● Reading text
## START
The term “deep squat” is used for all squats where you at least reach the same depth as in the lower left image. In our training group we aim to go deeper than that: as deep as the hamstring muscles allow, when they can not be stretched further – as in the lower right image.
Almost all healthy people can learn to perform a deep squat. A person with a long thigh-bone (femur) relative to the rest of the body, however, has less freedom of movement and often need practice to find the groove, while a short legged person often gets it right in his or her first attempt.
Limited mobility of the ankle (sometimes blamed on “short Achilles tendons”) is often pointed out as a limiting factor, but that is actually very rare. In fact most people can learn to reach a deep position with almost vertically aligned lower legs (tibias) and therefore hardly need to mobilize the ankle at all. The difficulty is rather due to inexperience and an incorrect technique that can be quickly corrected. To better understand how the squat movement is restricted in purely geometrical terms, the interactive application below is very helpful.
For a successful deep squat it is crucial to keep the pressure on the rear part of the foot and you do that by sitting backwards as well as down. The upper body will lean forward, which requires muscular stabilization of the lower back to maintain its normal curvature throughout the entire movement. If lordosis is not maintained, i.e. if the lower back is rounded, the compression on the discs between the vertebrae will be uneven and this may cause injury when the load is very high.
When you reach the depth where the hamstrings can not be stretched further, and thus prevent further flexion of the hip joint, it is time to stop and ascend. At this point there is usually room for further flexion of the knee, but to maintain balance (and prevent falling over), this must be matched by flexion of the hip. As the hamstrings don’t allow this, the only alternative is to flex the lumbar region, but this will make you lose lordosis and should therefore be avoided.
There is of course much more to say about technique, common errors and dangers. We recommend Mark Rippetoe's book Starting Strength, whose 50-page chapter on squats, manages to deal with most of it, while also giving coaches good advice on how to best teach the exercise.
Note that the two-dimensional side perspective is a simplification that does not take account of the abduction and outward rotation of the femur (abduction gives wide distance between the feet, outward rotation gives a larger angle between the feet). In standard squats, these components are not so significant that we need to take them into account in our reasoning.
Since you lower yourself as far as possible, it is easy to be consistent in depth and execution. And since depth and execution very much affect the load (more on that below) you are in full control of the training parameters and obtain a fair picture of your physical status. When squatting shallowly, there is a tendency to get shallower as the weights increase, and thus deceive yourself that you are going heavier than you actually do. Have you really become stronger or have you merely changed the way you execute the lift?
We can therefore formulate one of benefits of deep squats compared with shallower squats like this:
- Maximum depth facilitates consistent performance and consequently provides more control over training load and performance.
## END
● Material provided
## START
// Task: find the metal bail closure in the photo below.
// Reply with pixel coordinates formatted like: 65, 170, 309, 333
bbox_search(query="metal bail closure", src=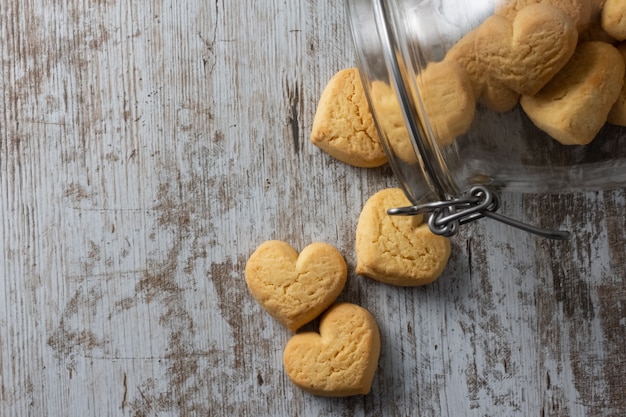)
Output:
387, 185, 570, 240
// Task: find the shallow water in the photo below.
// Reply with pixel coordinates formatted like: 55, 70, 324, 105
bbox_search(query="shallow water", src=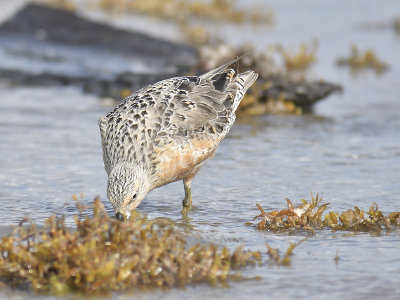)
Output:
0, 1, 400, 299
## END
● Aim 1
According to the text on deep squats, which part of the foot should carry the pressure during the squat?
● Aim 2
Pick out and copy each line of the listing that contains the word "photo".
The text on deep squats and the listing are unrelated material.

● Task solution 1
The rear part of the foot.

● Task solution 2
// Task: find the metal bail closure in the photo below.
// Task: find the shallow water in the photo below.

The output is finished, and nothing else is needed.